___ DOCUMENT SEGMENT

How to distinguish noise from its signal? Important information from trivial matters? After a quantity phase where the profusion of information was aggregated and classified, comes a quality phase where content is organized and edited, through the curator, more precisely: content curator. A real guide to the accumulation and its complexity, the curator, acting like a content director, is now taking over the content creator blogger's role.

1. Division vs navigation: in his article ‘The Web is Dead’, Chris Anderson states that applications are soon to replace the all too open and porous Web. These ‘semi-closed universes’ are more structuring, more clear and ergonomic. So many curated services, suited for everyone and every situation. 2. Visual contextualization: Peter Ørntoft, in Information graphics in context, experiments more visual, affordable ways to deliver information. He stages in their context statistics of the Danes’ opinions on wearing religious symbols in public service.

“Words divide, pictures unite” was Austrian philosopher and sociologist Otto Neurath’s motto. Together with designer Gerd Arntz in the 20s, they worked on a visual and graphical education method: ISOTYPE. The challenge is now to create a new form of storytelling, targeting more the public’s visual intelligence than its verbal intelligence. A challenge both for professionals of forms, designers simplifiers and graphic designers educators, as well as for professionals of substance: journalists, engineers, developers and scientists.

______
___ DATA BLOCK

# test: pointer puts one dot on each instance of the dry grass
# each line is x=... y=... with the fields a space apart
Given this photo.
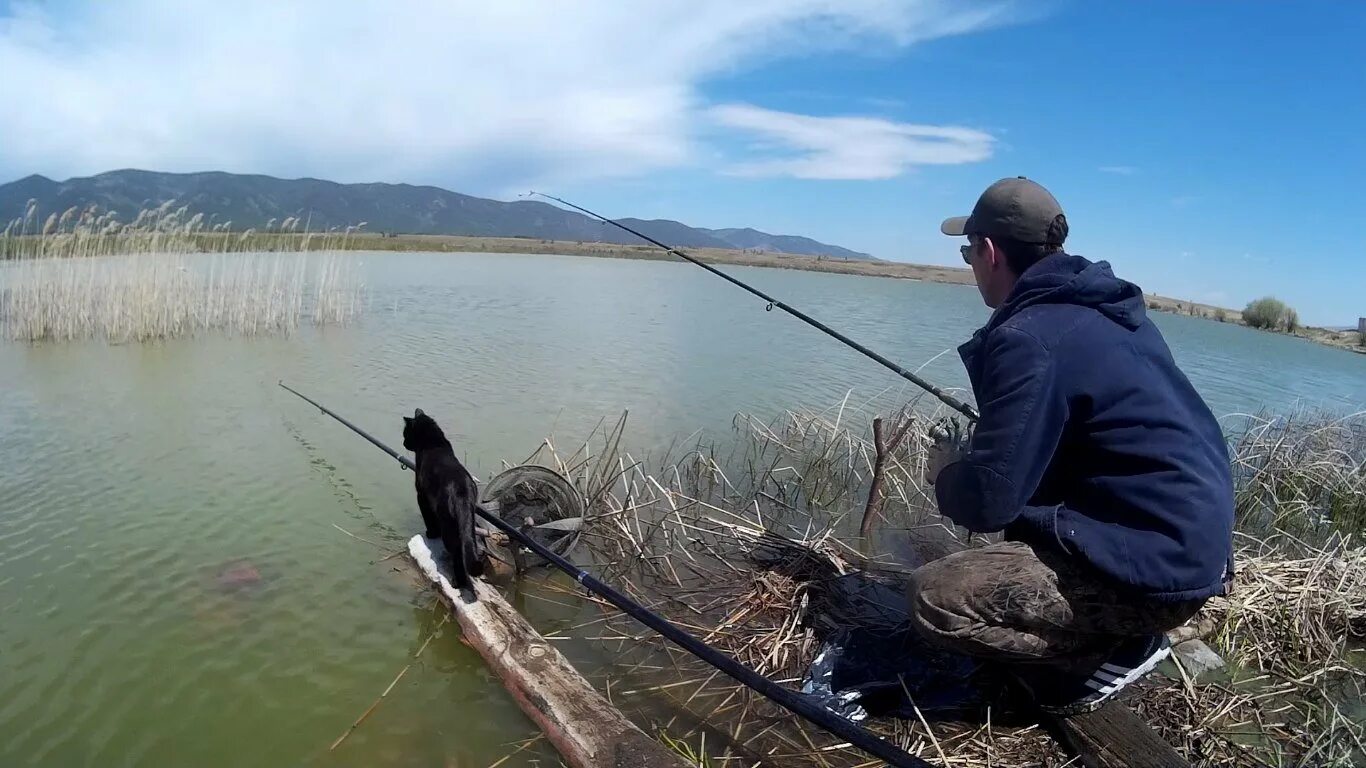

______

» **WHAT TO WORK ON**:
1 > Reproduce word for word the part of the passage on content curation starting at "1. Division vs" and ending at "in public service.".
2 > Answer the following questions using the passage on content curation.
(a) Who wrote the article titled 'The Web is Dead'?
(b) What was Otto Neurath's motto?
(c) What was the name of the visual and graphical education method developed with Gerd Arntz?

» **WRITTEN ANSWERS**:
1 >
1. Division vs navigation: in his article ‘The Web is Dead’, Chris Anderson states that applications are soon to replace the all too open and porous Web. These ‘semi-closed universes’ are more structuring, more clear and ergonomic. So many curated services, suited for everyone and every situation. 2. Visual contextualization: Peter Ørntoft, in Information graphics in context, experiments more visual, affordable ways to deliver information. He stages in their context statistics of the Danes’ opinions on wearing religious symbols in public service.

2 >
(a) Chris Anderson
(b) "Words divide, pictures unite"
(c) ISOTYPE